§ **Work order**
Reproduce exactly the lines from the line containing "positive clicks: (454, 158)" through the end of the records below, including both ends, and nothing else.
──────── Dataset ────────
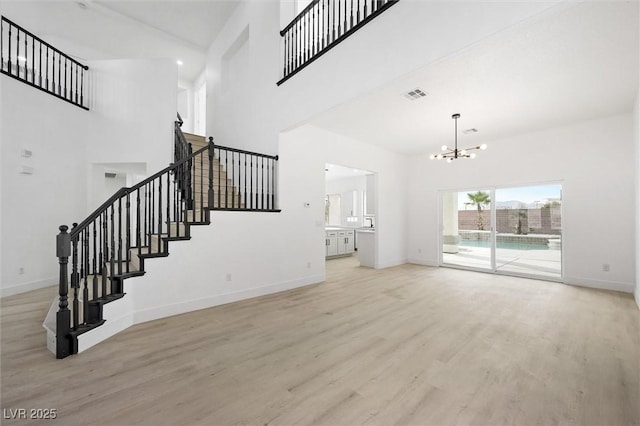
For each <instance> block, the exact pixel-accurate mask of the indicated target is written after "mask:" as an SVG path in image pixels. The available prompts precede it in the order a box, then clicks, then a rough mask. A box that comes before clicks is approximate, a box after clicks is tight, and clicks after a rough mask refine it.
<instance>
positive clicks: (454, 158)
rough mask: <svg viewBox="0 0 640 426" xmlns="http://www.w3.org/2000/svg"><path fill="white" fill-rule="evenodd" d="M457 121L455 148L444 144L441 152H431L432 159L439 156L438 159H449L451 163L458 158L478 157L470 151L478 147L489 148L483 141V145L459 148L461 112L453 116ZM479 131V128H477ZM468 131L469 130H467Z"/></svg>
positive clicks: (450, 162) (454, 114) (473, 153)
mask: <svg viewBox="0 0 640 426" xmlns="http://www.w3.org/2000/svg"><path fill="white" fill-rule="evenodd" d="M451 118H453V119H454V120H455V122H456V124H455V139H454V140H455V145H454V146H453V148H449V147H448V146H447V145H442V147H441V148H440V149H441V150H442V152H441V153H436V154H431V155H430V156H429V158H430V159H432V160H433V159H434V158H437V159H438V160H442V159H443V158H444V159H446V160H447V163H451V162H452V161H453V160H457V159H458V158H472V159H473V158H476V153H475V152H473V153H471V152H470V151H475V150H476V149H481V150H485V149H487V144H486V143H483V144H482V145H476V146H472V147H470V148H465V149H458V118H460V114H453V115H452V116H451ZM476 131H477V130H476ZM465 133H467V132H465Z"/></svg>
────────
§ **Exercise answer**
positive clicks: (454, 158)
rough mask: <svg viewBox="0 0 640 426" xmlns="http://www.w3.org/2000/svg"><path fill="white" fill-rule="evenodd" d="M457 121L455 148L444 144L441 152H431L432 159L439 156L438 159H449L451 163L458 158L478 157L470 151L478 147L489 148L483 141V145L459 148L461 112L453 116ZM479 131V128H477ZM468 131L469 130H467Z"/></svg>
positive clicks: (450, 162) (454, 114) (473, 153)
mask: <svg viewBox="0 0 640 426" xmlns="http://www.w3.org/2000/svg"><path fill="white" fill-rule="evenodd" d="M451 118H453V119H454V120H455V122H456V124H455V139H454V140H455V145H454V146H453V148H449V147H448V146H447V145H442V147H441V148H440V149H441V150H442V152H441V153H436V154H431V155H430V156H429V158H430V159H432V160H433V159H434V158H437V159H438V160H442V159H443V158H444V159H446V160H447V163H451V162H452V161H453V160H457V159H458V158H472V159H473V158H476V153H475V152H473V153H471V152H470V151H475V150H476V149H481V150H485V149H487V144H486V143H483V144H482V145H476V146H472V147H470V148H465V149H458V118H460V114H453V115H452V116H451ZM476 131H477V130H476ZM465 133H467V132H465Z"/></svg>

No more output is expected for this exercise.